Pointing and labeling data
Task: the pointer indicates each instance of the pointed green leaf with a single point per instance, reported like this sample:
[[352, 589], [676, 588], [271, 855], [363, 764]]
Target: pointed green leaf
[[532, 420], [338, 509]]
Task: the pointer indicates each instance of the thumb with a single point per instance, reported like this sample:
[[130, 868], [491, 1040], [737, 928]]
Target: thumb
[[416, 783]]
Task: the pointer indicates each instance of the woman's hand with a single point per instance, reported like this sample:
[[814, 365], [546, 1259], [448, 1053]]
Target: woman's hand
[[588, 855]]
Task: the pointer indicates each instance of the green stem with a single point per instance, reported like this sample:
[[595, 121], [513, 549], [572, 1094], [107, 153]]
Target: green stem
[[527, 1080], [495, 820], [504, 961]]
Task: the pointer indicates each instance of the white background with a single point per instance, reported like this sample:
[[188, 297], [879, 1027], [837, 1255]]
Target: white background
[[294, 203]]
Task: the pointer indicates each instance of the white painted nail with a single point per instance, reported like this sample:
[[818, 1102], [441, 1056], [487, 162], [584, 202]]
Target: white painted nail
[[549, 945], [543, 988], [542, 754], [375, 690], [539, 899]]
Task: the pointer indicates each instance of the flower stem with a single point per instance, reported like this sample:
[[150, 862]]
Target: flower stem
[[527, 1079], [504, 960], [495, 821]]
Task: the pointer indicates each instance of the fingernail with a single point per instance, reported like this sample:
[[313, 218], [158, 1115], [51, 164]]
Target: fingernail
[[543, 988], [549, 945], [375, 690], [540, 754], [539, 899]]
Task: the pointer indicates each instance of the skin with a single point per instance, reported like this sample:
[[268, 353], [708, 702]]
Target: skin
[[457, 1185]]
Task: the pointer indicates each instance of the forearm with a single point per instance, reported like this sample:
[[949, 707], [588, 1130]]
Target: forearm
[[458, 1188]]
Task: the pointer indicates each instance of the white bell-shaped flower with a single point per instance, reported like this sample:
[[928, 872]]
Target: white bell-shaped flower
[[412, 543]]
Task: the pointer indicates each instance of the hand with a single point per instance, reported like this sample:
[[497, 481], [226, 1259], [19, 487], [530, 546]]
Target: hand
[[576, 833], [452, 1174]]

_What is asked_: Reproduce all of the data above verbatim, line by line, without any alteration.

_Answer to this exercise_:
Task: the pointer indicates each instance of the pointed green leaf with a single point per instance, reported like this sample:
[[352, 589], [676, 588], [271, 855], [363, 764]]
Target: pointed green leaf
[[532, 420], [338, 509]]
Task: the pointer indicates each instance of the thumb with a single point per instance, reported like this sample:
[[130, 868], [491, 1040], [737, 928]]
Target: thumb
[[416, 783]]
Task: the pointer indicates each instance of the woman's hand with a single point per instance, reported like this sample:
[[814, 365], [546, 1259], [448, 1053]]
Target: woman's hand
[[588, 855]]
Task: the pointer indicates each instance of the green stem with a single point per instance, reported like this sample:
[[595, 121], [513, 549], [572, 1094], [107, 153]]
Target: green stem
[[527, 1080], [495, 820], [504, 961]]
Task: the pointer indicates each instance of the white background with a single point per instance, reported like this sample:
[[188, 297], [879, 1027], [837, 1255]]
Target: white background
[[294, 203]]
Task: the pointer indicates each instance of the white painted nail with a single point per instance, reported like this sample:
[[818, 1102], [441, 1056], [487, 162], [584, 202]]
Target: white painted nail
[[549, 945], [543, 988], [542, 754], [375, 690], [539, 899]]
Task: the pointer indicates each instance of the flower stem with a single point per instance, reported like this sample:
[[150, 862]]
Target: flower stem
[[527, 1079], [504, 960], [495, 821]]
Task: the pointer indicates each instance of the fingernail with a single point per instance, reported like this sample:
[[313, 218], [158, 1115], [51, 164]]
Target: fingernail
[[543, 988], [549, 945], [375, 690], [540, 754], [539, 899]]
Task: the pointer indicates each instance of the skin with a single point per instance, reported like this sample:
[[268, 353], [708, 702]]
Target: skin
[[457, 1185]]
Task: the pointer indicates each instance of the forearm with a single point per instance, reported like this sample:
[[949, 707], [588, 1130]]
Target: forearm
[[458, 1188]]
Task: the pointer indicates each instance of the white bell-shaped flower with a single point per instance, reported like this sample:
[[928, 872]]
Target: white bell-shaped flower
[[412, 543]]
Task: the pointer indicates each instance of the hand with a single point per instance, reported like this sample:
[[497, 481], [226, 1259], [19, 487], [530, 546]]
Target: hand
[[576, 833], [452, 1174]]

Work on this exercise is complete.